[Instruction]
Find every line in the listing below that contains the word "wall", matching case exactly, and copy each of those lines out in full.

==========

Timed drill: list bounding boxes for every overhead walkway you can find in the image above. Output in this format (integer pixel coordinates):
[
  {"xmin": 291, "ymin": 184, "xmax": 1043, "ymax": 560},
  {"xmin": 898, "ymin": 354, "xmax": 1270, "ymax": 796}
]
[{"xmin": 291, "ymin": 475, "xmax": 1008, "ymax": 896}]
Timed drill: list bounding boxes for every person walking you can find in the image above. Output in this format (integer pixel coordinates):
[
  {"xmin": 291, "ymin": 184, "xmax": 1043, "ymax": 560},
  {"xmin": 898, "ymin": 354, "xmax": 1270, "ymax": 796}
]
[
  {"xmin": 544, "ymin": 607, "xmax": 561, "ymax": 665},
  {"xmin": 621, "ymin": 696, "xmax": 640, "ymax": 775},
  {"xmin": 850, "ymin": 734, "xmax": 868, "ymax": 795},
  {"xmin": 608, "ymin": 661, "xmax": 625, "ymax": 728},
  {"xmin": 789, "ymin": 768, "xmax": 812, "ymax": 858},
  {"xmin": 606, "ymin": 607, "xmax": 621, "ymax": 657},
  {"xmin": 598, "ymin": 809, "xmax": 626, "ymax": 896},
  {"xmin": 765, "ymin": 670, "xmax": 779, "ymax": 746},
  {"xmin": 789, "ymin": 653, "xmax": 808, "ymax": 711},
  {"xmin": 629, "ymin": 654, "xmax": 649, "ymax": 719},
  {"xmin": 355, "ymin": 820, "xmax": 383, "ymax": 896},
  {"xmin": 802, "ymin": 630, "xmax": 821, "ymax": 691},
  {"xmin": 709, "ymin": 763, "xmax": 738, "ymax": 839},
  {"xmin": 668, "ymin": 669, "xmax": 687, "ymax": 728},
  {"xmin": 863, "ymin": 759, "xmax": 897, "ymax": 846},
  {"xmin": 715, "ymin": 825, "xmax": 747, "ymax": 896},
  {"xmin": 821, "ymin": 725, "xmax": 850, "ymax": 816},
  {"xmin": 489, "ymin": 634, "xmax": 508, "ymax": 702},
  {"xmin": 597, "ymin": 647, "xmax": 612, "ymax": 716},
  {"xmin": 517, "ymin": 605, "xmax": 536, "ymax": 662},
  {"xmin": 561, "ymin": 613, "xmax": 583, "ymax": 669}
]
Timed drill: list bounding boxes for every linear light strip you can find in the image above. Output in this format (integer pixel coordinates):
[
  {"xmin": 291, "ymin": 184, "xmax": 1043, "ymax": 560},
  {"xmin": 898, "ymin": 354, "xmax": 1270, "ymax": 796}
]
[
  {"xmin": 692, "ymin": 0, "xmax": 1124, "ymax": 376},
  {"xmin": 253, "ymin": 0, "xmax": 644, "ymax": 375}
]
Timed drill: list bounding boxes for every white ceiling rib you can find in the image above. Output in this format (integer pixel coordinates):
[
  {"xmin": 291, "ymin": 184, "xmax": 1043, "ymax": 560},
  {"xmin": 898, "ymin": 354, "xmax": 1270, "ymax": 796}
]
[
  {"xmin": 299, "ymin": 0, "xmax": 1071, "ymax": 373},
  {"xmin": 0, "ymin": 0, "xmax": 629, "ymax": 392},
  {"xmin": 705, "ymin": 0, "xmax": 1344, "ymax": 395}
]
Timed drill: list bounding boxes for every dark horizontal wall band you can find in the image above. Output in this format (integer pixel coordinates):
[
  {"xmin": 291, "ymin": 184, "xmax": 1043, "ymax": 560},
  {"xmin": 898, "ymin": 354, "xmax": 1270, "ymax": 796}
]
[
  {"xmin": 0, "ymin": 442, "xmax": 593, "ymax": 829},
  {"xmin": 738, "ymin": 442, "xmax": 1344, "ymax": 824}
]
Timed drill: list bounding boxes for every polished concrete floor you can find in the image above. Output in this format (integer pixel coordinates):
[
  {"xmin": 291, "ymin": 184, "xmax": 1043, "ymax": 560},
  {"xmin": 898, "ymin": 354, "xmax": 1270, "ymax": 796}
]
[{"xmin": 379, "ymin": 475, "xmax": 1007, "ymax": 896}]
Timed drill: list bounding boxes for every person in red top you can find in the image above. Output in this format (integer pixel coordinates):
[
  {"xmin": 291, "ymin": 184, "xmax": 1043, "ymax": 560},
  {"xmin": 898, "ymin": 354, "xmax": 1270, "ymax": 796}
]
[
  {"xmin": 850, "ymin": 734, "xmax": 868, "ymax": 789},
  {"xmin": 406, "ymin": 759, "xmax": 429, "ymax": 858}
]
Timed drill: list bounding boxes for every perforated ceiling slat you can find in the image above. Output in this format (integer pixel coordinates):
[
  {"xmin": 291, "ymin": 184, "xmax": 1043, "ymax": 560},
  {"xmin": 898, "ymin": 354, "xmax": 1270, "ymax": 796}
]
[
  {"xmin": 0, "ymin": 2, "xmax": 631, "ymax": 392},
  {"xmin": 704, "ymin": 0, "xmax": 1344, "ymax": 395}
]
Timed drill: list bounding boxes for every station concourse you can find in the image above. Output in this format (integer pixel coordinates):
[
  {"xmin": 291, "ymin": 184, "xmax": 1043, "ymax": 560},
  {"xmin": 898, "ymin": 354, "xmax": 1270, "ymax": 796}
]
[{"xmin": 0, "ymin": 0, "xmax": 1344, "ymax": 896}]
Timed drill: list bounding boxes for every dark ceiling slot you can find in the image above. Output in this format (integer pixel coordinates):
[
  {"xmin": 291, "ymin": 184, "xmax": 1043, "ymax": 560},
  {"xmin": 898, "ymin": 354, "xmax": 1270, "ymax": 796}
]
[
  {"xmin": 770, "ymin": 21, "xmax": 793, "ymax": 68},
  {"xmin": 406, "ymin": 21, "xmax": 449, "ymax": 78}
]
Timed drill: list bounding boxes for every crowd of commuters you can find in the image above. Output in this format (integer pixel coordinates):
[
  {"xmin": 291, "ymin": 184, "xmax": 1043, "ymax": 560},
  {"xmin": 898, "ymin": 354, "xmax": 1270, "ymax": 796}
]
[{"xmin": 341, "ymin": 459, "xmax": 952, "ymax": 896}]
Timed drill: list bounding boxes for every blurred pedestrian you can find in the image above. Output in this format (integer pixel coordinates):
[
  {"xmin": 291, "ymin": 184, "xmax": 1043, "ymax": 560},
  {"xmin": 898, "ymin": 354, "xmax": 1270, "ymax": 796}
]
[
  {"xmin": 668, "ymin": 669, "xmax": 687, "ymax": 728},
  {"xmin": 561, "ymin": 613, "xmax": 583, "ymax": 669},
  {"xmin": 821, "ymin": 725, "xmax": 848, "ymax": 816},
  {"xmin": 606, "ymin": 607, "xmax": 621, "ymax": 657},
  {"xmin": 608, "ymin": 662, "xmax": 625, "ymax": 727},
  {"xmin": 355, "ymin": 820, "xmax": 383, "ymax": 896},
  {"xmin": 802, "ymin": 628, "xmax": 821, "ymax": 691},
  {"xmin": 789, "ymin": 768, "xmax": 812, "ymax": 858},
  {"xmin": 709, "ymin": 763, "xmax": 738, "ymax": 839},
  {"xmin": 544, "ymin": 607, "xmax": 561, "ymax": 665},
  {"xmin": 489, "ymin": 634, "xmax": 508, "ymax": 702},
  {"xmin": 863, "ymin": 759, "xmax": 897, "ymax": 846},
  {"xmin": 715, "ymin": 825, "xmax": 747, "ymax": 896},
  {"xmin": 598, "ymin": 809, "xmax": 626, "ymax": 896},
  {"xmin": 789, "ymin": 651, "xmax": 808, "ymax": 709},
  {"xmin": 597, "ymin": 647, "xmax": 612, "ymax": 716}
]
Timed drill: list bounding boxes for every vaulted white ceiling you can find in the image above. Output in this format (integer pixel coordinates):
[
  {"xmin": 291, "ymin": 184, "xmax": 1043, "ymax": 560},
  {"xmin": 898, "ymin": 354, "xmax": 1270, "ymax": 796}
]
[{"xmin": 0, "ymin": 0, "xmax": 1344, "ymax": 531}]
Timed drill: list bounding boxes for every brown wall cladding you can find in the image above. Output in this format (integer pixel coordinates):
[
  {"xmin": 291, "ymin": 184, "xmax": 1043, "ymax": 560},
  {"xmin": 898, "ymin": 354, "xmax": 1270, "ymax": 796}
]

==========

[The answer]
Timed drill: list bounding boxes for every dark horizontal wall band you can find in the image above. Output in this format (integer pixel coordinates):
Timed drill: list bounding boxes for every brown wall cladding you can find in the image above. Output in this format (integer pixel coordinates):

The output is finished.